* [WORK TO COMPLETE]: Somewhere below are a line with "x=349, y=99" and a later line with "x=81, y=188". Output exactly those lines and all lines between them.

[Data extracted from a collection]

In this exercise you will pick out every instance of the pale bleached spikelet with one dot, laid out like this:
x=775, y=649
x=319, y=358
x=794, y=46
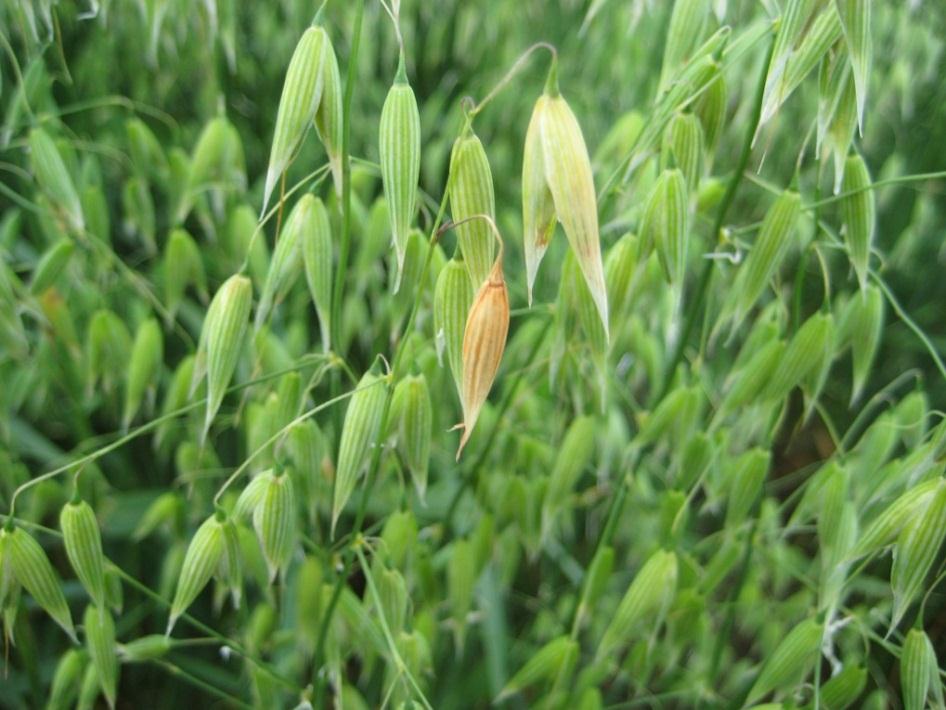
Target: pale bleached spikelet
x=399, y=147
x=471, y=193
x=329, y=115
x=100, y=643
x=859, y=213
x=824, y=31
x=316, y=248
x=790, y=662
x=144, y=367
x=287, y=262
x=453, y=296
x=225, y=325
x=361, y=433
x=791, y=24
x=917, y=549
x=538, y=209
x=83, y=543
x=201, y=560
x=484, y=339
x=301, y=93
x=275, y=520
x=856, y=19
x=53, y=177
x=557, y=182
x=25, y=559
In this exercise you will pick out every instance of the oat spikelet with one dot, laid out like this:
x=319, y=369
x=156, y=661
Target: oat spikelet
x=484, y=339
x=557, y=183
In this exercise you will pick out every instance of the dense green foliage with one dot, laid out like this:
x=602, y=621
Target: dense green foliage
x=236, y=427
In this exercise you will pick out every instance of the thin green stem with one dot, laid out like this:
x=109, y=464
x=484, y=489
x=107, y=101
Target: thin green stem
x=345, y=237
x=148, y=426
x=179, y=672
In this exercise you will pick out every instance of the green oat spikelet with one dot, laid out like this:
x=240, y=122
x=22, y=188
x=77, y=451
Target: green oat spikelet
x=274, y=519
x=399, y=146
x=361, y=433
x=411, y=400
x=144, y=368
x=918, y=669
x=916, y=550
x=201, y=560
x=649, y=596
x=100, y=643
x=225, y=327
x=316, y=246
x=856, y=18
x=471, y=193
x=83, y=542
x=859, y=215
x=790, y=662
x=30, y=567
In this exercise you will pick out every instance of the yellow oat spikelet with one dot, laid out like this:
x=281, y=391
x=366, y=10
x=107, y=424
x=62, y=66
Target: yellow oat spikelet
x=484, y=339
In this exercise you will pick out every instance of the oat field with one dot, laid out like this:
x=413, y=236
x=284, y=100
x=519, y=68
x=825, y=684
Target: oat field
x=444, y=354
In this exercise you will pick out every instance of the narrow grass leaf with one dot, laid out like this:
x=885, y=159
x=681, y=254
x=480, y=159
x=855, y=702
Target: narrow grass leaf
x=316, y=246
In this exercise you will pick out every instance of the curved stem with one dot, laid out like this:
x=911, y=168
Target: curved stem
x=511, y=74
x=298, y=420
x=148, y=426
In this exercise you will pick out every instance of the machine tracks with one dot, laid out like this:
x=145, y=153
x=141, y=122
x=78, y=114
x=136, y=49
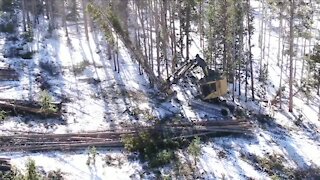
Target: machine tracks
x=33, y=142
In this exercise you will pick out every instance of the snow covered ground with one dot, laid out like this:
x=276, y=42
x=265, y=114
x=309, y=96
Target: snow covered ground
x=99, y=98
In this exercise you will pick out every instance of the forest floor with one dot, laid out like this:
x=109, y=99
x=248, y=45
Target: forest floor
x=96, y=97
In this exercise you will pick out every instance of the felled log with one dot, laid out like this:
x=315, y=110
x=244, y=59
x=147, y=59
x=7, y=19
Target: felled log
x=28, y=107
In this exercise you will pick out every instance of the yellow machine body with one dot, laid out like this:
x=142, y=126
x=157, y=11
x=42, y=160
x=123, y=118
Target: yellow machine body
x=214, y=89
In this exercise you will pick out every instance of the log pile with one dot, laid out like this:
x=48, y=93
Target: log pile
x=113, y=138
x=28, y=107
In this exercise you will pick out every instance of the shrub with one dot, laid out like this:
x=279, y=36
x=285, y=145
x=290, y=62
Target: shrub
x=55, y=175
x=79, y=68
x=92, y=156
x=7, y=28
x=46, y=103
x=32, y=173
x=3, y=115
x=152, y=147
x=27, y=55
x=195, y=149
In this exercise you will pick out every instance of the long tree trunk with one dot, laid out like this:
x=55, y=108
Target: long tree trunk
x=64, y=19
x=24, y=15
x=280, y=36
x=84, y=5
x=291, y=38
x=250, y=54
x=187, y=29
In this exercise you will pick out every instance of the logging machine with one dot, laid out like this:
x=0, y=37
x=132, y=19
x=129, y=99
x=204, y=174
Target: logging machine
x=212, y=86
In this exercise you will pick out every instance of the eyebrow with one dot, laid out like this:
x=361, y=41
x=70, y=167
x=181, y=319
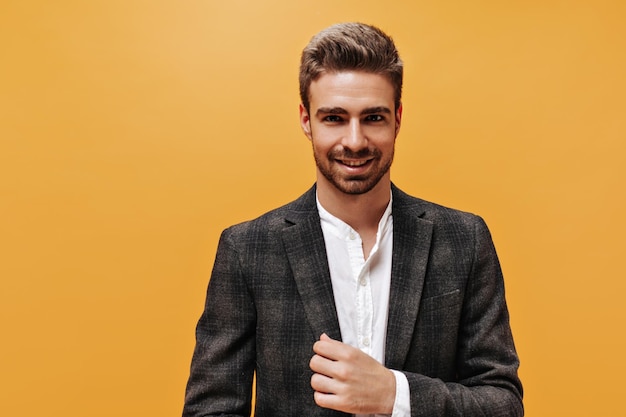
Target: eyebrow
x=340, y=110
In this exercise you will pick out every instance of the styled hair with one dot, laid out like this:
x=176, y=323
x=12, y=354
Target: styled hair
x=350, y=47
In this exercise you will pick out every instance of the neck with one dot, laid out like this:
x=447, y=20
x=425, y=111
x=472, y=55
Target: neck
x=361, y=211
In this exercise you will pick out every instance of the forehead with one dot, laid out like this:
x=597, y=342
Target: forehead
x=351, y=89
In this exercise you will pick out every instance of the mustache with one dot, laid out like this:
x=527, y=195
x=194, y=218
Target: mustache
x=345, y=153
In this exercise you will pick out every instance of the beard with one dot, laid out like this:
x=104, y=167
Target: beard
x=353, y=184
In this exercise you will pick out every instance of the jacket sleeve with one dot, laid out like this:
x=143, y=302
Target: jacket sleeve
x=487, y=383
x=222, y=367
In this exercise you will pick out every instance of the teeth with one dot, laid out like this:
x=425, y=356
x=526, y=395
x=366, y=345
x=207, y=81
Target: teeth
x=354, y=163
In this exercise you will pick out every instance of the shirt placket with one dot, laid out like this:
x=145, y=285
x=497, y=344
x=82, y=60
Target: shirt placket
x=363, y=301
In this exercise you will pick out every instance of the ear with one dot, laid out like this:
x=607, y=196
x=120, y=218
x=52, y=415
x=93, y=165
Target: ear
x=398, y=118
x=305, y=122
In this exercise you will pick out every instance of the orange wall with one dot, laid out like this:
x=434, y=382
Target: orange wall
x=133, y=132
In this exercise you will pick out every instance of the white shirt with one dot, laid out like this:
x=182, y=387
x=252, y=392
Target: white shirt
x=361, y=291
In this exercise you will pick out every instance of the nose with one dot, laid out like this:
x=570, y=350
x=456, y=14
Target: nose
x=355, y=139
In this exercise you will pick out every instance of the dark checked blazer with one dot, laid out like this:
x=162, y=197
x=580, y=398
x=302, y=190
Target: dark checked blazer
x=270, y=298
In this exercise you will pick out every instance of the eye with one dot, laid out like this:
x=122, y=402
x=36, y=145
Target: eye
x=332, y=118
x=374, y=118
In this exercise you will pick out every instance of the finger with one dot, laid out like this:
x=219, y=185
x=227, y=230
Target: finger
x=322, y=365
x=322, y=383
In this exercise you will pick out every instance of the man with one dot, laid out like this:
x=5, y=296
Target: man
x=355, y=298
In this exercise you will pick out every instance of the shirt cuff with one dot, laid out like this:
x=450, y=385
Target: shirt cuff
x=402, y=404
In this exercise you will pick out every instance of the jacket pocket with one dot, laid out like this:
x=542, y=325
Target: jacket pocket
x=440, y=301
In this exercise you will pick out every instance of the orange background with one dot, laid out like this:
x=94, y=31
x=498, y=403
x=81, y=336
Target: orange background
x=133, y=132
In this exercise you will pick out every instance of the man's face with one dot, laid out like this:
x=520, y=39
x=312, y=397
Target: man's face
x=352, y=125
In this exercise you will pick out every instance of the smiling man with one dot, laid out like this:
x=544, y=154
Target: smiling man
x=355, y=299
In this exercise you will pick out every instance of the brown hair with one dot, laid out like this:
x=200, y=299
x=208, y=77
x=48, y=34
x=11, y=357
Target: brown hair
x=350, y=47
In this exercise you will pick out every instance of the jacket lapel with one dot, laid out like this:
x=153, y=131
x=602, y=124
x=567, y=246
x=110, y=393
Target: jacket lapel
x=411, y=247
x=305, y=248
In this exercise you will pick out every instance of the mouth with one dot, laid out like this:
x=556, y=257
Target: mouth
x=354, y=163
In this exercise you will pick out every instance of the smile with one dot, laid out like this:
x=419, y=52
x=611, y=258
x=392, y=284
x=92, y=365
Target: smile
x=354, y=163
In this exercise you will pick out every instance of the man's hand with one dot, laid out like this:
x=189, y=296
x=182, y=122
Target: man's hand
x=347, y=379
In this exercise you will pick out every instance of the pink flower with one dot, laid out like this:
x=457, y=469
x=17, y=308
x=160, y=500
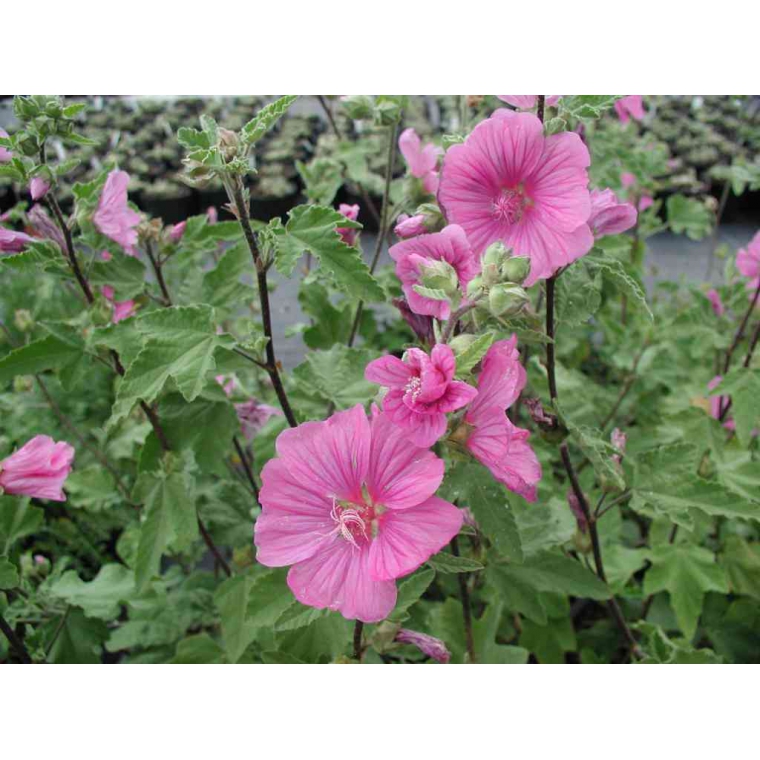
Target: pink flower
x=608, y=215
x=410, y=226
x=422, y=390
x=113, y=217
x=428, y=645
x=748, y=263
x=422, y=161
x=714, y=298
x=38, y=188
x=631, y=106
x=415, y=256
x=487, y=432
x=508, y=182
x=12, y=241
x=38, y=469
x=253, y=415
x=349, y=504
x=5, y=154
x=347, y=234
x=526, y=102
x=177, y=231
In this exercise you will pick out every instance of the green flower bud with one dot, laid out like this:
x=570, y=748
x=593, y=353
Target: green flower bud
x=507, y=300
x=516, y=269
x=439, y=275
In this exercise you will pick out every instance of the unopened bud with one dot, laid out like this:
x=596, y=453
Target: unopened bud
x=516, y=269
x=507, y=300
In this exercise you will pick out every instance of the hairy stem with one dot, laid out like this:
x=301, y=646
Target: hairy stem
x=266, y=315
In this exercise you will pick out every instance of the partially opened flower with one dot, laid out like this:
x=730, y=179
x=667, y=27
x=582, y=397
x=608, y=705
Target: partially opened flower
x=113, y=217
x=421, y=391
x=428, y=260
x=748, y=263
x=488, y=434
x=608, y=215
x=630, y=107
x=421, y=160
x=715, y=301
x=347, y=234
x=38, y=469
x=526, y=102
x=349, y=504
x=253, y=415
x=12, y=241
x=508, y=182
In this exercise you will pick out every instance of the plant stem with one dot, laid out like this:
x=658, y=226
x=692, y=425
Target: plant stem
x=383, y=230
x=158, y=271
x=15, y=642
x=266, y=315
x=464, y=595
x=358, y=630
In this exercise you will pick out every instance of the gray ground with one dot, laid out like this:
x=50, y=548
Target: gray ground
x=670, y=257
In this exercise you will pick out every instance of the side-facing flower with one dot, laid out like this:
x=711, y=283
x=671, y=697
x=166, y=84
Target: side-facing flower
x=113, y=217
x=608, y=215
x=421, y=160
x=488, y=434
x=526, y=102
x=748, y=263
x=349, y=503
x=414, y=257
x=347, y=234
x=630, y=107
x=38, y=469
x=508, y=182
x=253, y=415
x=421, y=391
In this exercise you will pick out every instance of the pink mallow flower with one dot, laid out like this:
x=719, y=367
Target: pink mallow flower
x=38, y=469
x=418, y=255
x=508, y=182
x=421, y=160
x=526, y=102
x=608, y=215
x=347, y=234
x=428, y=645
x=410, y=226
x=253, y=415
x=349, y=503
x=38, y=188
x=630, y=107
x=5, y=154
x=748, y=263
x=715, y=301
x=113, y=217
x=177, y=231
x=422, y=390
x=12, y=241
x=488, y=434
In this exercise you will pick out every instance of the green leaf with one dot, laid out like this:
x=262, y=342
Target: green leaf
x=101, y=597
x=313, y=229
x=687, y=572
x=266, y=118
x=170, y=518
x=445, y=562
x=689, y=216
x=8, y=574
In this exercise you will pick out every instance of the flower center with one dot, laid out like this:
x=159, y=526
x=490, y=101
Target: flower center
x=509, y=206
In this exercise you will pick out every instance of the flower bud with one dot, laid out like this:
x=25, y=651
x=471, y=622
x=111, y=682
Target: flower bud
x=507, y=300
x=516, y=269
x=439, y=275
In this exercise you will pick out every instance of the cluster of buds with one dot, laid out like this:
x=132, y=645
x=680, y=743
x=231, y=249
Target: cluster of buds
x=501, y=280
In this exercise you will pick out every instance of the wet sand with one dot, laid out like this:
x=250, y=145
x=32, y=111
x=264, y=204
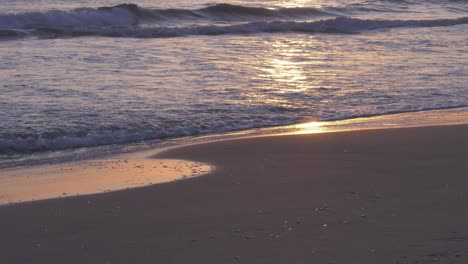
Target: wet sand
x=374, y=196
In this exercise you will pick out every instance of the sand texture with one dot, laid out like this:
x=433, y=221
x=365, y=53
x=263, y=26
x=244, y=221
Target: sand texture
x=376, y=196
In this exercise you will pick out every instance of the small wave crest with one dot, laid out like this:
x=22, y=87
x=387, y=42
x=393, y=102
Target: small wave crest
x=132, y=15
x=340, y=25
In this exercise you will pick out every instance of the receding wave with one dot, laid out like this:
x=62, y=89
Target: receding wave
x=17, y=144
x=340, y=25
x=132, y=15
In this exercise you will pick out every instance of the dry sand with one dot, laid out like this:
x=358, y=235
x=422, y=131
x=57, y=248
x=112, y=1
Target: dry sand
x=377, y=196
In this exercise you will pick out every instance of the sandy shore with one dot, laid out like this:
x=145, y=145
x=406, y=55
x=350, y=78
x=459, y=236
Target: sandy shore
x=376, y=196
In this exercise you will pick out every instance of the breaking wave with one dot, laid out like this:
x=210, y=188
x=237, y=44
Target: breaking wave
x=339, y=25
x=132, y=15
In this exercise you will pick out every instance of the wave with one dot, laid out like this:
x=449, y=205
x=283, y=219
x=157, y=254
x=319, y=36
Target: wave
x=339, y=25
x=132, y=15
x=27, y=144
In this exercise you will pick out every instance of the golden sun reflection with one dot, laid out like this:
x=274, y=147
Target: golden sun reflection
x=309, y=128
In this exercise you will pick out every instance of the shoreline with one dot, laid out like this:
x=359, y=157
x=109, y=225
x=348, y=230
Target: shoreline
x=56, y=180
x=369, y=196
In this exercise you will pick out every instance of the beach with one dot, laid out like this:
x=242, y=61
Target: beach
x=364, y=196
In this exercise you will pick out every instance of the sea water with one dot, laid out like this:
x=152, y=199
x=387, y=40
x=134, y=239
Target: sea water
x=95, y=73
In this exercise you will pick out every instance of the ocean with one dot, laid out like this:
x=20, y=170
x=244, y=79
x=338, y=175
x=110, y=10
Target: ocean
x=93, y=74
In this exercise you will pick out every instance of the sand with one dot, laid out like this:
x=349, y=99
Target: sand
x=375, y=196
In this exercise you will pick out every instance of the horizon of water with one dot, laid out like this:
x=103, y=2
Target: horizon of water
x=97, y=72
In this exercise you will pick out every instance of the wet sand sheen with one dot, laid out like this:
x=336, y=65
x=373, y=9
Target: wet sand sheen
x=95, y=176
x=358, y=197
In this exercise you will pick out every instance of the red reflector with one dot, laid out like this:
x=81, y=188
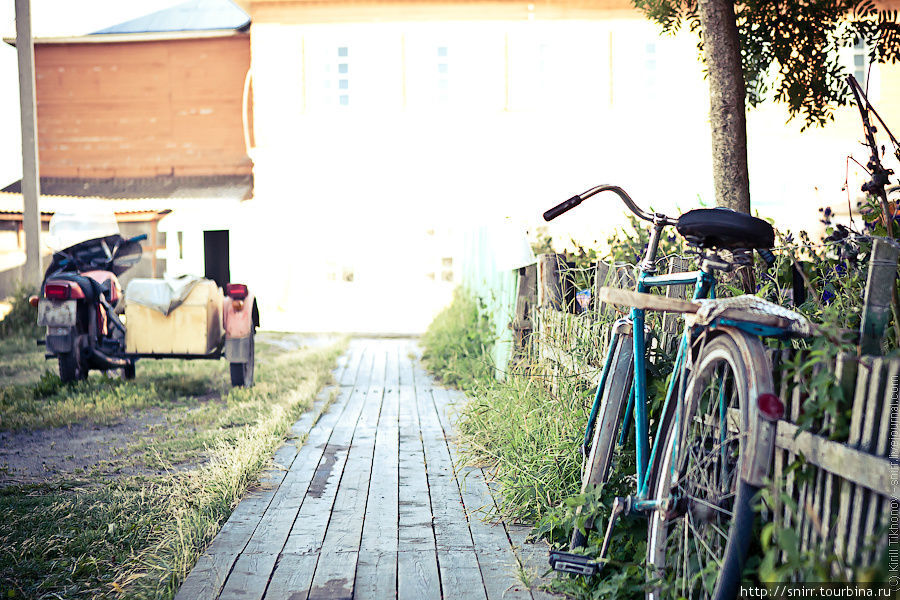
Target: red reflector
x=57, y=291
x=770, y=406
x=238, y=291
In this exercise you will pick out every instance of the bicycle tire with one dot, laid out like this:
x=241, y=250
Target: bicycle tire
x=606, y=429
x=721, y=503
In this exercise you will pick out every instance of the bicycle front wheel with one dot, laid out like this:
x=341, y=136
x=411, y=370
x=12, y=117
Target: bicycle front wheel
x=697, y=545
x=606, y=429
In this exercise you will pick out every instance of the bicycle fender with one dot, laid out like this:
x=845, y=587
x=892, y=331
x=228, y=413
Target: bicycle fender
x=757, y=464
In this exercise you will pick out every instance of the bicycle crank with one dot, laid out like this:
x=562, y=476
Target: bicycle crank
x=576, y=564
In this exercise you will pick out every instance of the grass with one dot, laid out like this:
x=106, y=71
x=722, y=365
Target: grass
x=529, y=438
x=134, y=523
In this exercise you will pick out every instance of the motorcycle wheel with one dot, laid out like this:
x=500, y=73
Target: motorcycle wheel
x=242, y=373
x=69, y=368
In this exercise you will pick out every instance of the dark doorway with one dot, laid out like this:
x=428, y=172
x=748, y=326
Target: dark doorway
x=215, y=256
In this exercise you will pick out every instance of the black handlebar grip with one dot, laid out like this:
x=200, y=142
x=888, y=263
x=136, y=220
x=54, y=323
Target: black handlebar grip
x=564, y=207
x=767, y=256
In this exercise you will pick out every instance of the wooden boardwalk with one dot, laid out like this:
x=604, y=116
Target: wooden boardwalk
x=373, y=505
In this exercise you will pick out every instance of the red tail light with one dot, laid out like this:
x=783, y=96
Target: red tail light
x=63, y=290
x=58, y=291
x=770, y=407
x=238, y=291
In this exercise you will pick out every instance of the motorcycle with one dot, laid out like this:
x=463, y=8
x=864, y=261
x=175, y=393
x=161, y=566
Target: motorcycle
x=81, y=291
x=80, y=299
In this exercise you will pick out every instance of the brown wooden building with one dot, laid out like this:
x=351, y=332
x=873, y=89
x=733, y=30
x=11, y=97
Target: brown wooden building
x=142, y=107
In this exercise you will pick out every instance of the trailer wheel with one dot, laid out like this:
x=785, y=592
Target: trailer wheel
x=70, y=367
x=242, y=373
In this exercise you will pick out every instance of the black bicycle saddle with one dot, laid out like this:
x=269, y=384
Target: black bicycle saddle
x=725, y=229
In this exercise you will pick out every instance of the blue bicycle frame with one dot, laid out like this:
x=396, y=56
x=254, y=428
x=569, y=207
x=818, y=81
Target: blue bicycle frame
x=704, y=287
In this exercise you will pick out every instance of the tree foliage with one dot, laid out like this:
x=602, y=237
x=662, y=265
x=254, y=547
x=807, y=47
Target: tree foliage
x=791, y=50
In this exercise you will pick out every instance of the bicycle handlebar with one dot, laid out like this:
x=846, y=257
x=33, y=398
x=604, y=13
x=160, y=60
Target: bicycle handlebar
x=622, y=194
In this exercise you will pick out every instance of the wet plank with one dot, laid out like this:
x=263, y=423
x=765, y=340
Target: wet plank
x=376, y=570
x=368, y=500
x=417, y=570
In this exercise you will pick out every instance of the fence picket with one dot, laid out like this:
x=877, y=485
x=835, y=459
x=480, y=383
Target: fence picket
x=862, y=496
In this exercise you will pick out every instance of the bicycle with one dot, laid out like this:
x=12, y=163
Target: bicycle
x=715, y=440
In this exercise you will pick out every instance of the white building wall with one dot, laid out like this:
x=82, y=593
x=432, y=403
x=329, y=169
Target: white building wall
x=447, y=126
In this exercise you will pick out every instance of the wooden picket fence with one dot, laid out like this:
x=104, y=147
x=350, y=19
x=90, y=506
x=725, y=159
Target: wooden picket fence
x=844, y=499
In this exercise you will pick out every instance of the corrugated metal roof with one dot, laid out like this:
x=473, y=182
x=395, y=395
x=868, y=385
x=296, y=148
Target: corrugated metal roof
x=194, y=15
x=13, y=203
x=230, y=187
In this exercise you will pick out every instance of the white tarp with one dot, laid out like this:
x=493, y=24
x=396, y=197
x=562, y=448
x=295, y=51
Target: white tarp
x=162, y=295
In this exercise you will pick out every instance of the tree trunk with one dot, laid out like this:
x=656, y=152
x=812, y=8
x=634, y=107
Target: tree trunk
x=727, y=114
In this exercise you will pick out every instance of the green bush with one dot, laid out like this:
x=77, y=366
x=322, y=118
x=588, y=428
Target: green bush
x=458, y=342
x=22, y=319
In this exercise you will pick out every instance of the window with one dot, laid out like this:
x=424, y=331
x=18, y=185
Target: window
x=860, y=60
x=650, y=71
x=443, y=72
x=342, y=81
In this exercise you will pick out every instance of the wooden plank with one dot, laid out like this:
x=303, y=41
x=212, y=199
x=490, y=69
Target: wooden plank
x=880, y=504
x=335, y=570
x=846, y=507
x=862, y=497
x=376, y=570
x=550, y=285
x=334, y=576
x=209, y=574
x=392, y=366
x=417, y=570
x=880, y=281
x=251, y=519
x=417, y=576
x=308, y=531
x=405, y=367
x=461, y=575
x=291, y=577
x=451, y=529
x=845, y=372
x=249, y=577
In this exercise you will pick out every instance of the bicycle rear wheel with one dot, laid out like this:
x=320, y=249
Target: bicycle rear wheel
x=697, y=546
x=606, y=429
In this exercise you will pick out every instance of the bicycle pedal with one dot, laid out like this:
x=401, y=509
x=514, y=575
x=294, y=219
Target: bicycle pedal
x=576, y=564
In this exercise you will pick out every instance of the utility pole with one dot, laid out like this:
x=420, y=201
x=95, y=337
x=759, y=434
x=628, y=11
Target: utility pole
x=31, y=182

* [EXPECTED OUTPUT]:
x=349, y=99
Target: sand
x=375, y=196
In this exercise you will pick out every instance of the horizon of water with one dot, laid out like this:
x=103, y=2
Target: horizon of water
x=97, y=72
In this exercise you will pick out every instance of the wet sand sheen with one dot, laid out like this:
x=336, y=65
x=373, y=9
Target: wet sand sheen
x=95, y=176
x=358, y=197
In this exercise you will pick out every instance of the red reflector with one dot, laid out like this:
x=81, y=188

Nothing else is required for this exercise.